### TASK PROMPT
Write the data out again exactly, dropping any images it holds.

### RECORDS FOR THIS EXERCISE
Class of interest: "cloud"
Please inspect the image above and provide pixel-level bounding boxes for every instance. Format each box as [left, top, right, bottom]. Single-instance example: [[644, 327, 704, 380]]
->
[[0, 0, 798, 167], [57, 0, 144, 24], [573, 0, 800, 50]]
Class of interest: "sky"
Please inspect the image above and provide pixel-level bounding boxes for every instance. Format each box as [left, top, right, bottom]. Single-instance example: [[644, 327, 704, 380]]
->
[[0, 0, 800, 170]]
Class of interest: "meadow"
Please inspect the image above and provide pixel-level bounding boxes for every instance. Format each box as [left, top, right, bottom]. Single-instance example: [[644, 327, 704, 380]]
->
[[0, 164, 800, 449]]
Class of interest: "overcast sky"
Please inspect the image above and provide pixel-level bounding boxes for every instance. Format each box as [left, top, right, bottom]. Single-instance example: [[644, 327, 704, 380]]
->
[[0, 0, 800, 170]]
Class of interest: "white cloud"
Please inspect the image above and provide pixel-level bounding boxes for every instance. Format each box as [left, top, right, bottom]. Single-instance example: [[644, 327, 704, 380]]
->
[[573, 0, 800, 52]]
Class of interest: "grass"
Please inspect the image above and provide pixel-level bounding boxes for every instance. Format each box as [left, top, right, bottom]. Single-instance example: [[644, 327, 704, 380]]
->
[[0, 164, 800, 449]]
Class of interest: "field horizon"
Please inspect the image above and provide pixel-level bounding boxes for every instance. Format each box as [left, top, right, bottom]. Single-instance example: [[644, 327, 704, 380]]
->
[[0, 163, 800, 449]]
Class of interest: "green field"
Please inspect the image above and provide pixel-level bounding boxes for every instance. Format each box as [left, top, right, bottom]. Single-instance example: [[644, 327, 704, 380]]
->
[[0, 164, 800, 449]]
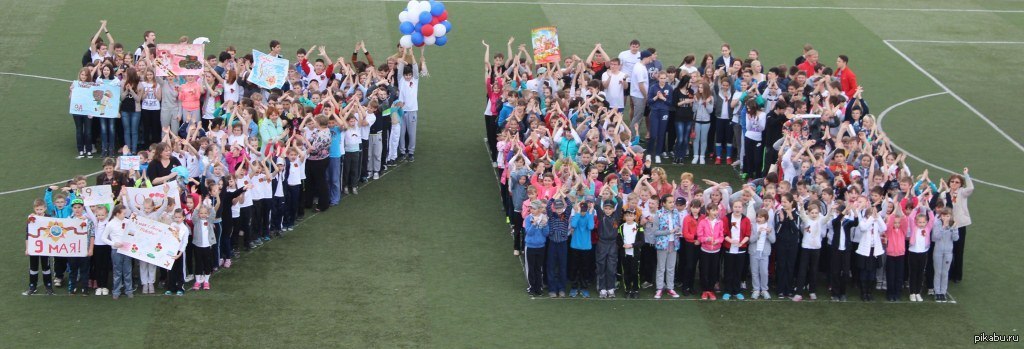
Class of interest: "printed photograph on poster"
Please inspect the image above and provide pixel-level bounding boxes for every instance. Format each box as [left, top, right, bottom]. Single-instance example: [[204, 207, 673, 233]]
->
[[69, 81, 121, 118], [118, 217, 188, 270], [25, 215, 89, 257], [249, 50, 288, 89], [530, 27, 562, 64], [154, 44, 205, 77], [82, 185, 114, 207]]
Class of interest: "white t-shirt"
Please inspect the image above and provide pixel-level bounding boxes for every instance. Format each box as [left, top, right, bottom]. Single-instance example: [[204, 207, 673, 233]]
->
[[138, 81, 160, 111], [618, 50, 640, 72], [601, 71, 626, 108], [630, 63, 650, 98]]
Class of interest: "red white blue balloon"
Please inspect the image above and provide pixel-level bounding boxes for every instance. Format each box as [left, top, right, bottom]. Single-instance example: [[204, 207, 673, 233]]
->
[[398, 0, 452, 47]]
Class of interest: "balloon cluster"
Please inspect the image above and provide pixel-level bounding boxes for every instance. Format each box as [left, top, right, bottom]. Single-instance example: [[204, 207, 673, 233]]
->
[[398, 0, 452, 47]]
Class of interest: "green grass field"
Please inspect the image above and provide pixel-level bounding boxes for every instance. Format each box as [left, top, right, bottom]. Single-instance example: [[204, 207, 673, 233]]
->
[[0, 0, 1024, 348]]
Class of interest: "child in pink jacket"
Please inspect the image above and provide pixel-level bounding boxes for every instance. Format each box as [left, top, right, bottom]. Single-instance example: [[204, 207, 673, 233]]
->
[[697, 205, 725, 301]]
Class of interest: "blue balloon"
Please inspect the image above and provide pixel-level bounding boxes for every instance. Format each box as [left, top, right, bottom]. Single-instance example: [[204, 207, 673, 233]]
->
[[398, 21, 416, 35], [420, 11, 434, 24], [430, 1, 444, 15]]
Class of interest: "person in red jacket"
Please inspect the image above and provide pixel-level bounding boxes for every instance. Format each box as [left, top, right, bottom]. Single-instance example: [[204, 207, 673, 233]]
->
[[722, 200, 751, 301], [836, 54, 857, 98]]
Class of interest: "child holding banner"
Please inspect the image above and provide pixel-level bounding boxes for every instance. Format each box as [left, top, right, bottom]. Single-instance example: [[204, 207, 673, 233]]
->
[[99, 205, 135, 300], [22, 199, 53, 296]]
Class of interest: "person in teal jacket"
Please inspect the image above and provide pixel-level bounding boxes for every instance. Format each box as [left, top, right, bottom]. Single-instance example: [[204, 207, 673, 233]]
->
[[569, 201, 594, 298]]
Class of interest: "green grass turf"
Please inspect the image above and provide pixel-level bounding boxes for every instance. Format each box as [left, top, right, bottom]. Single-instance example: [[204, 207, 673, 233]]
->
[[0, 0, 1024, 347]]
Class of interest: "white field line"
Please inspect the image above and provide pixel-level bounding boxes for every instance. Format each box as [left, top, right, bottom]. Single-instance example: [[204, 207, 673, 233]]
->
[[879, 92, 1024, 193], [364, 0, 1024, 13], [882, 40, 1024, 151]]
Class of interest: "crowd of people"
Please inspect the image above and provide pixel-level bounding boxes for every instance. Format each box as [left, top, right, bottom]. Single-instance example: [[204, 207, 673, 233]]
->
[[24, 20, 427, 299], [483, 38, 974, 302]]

### CORRECT ANSWER
Class of interest: "cloud"
Please inspect the image above and provide pixel-level bounding boxes for every instance. Format each box as [left, top, right, bottom]. Single-instance example: [[644, 327, 704, 380]]
->
[[0, 0, 798, 167], [57, 0, 144, 24], [573, 0, 800, 50]]
Class of interest: "sky"
Please inspect the image above and provide pixel-level bounding boxes for every instance. Format each box as [left, top, right, bottom]. Single-instance example: [[644, 327, 704, 380]]
->
[[0, 0, 800, 170]]
Class of interest: "meadow"
Please inspect the image above and provide pixel-level bounding boxes for every instance. Format each box as [left, top, right, bottom]. Single-instance example: [[644, 327, 704, 380]]
->
[[0, 164, 800, 449]]
Class of interest: "overcast sky"
Please inspect the image above and provide pixel-level bounding boxes for every instance. Format each box as [left, top, right, bottom]. Single-instance example: [[644, 327, 704, 380]]
->
[[0, 0, 800, 170]]
Class of interest: "white cloud"
Please inspect the image above and provide pixel-level bounding boxes for every instance. Format each box as [left, top, right, bottom]. Single-instance example: [[644, 327, 704, 380]]
->
[[573, 0, 800, 52]]
Class of interest: "grass"
Please inspect the image above and provide pixel-level bounding boxes for every instance. Format each box as [left, top, right, bottom]. Single-instance example: [[644, 327, 704, 380]]
->
[[0, 164, 800, 449]]
Class of interest: "field horizon"
Please inspect the image above and provide pixel-level bounding boxes for every instance. Format each box as [left, top, right, bottom]. Single-instance example: [[644, 327, 704, 380]]
->
[[0, 163, 800, 449]]
Class of interest: "green field"
Please inspect the image above and provide pixel-level bounding boxes for every instance. Format each box as [left, top, right, bottom]. Single-instance example: [[644, 327, 704, 380]]
->
[[0, 164, 800, 449]]
Class of interest: "printed photograph on poster"
Please inspect the image above and provide pixel-level bounding boxes for every instance. Format each box as [left, top, right, bottom]. Single-instance example: [[204, 207, 673, 233]]
->
[[69, 81, 121, 118], [118, 217, 188, 270], [25, 215, 89, 257], [249, 50, 288, 89], [530, 27, 562, 64], [154, 44, 205, 77], [82, 185, 114, 207]]
Class of interest: "white t-shirt"
Please inspect the image above and provide pixel-level bounding boxes for every instance. Format each box as [left, top, right, bottom]. Single-instance example: [[204, 207, 673, 233]]
->
[[138, 81, 160, 111], [618, 50, 640, 72], [601, 71, 626, 108], [630, 63, 650, 98]]
Class of interest: "red white blue balloon"
Please inspect the image above and provide pixel-level bounding boxes for every instance. Format each box as [left, top, right, bottom]. Single-instance example: [[204, 207, 673, 233]]
->
[[398, 0, 452, 47]]
Class of interest: "balloon cluster"
Please inspect the image above and provide pixel-level bounding boxes for every instance. Format each box as [left, top, right, bottom]. Single-instance example: [[204, 207, 673, 233]]
->
[[398, 0, 452, 47]]
Class of interest: "green grass field"
Please inspect the image above and provide pixel-level bounding boxes for every instance. Format each box as [left, top, right, bottom]. Single-instance example: [[204, 207, 673, 233]]
->
[[0, 0, 1024, 348]]
Class of interest: "child in pink jacket"
Please inspect the image above and provide pixel-level bounding boxes for every instance. Format each box as [left, top, right, bottom]. Single-instance example: [[204, 207, 673, 233]]
->
[[697, 205, 725, 301]]
Class of interest: "blue balloon"
Please inspect the image above and provide pixel-level bounding boxes for every instance. Format each box as [left, top, right, bottom]. Single-instance example: [[204, 207, 673, 233]]
->
[[398, 21, 416, 35], [420, 11, 434, 24], [430, 1, 444, 15]]
Class of interest: "person in red jacket"
Please inspect the image above and provide pixel-level bounding boxes for every instance. Format each box as [left, top, right, bottom]. Single-instance example: [[204, 207, 673, 233]]
->
[[722, 200, 751, 301], [836, 54, 857, 98]]
Class of interest: "child holding banner"
Please inspect the image above and provide pixel-level bounding boxes for every instance. Format each box as [left, top, right, bottom]. Single-instance example: [[204, 207, 673, 233]]
->
[[99, 205, 135, 300], [22, 199, 53, 296]]
Class of interest: "person in teal jacket"
Please inspect the image above and provide pixel-level bounding boxes for every instance. Format each box as [left, top, right, bottom]. Single-instance example: [[204, 207, 673, 233]]
->
[[569, 201, 594, 298]]
Class of interest: "green grass turf"
Please inspect the image above and provide pixel-level bounding boxes for every instance. Format each box as [left, top, right, bottom]. Single-instance example: [[204, 207, 673, 233]]
->
[[0, 0, 1024, 347]]
Class of interest: "white field line"
Please inspect the image above and provide pixel-level bounding boxes for every instance. Format each box as [left, top, right, bottom]. Single-instance example: [[204, 207, 673, 233]]
->
[[879, 92, 1024, 193], [364, 0, 1024, 13], [882, 40, 1024, 151]]
Class of interest: "crowd of people"
Please inspect the image above and provide pixel-level bounding boxes for every instance. Format each box as [left, top, right, bottom]. Single-instance example: [[204, 207, 673, 233]]
->
[[24, 20, 427, 299], [483, 38, 974, 302]]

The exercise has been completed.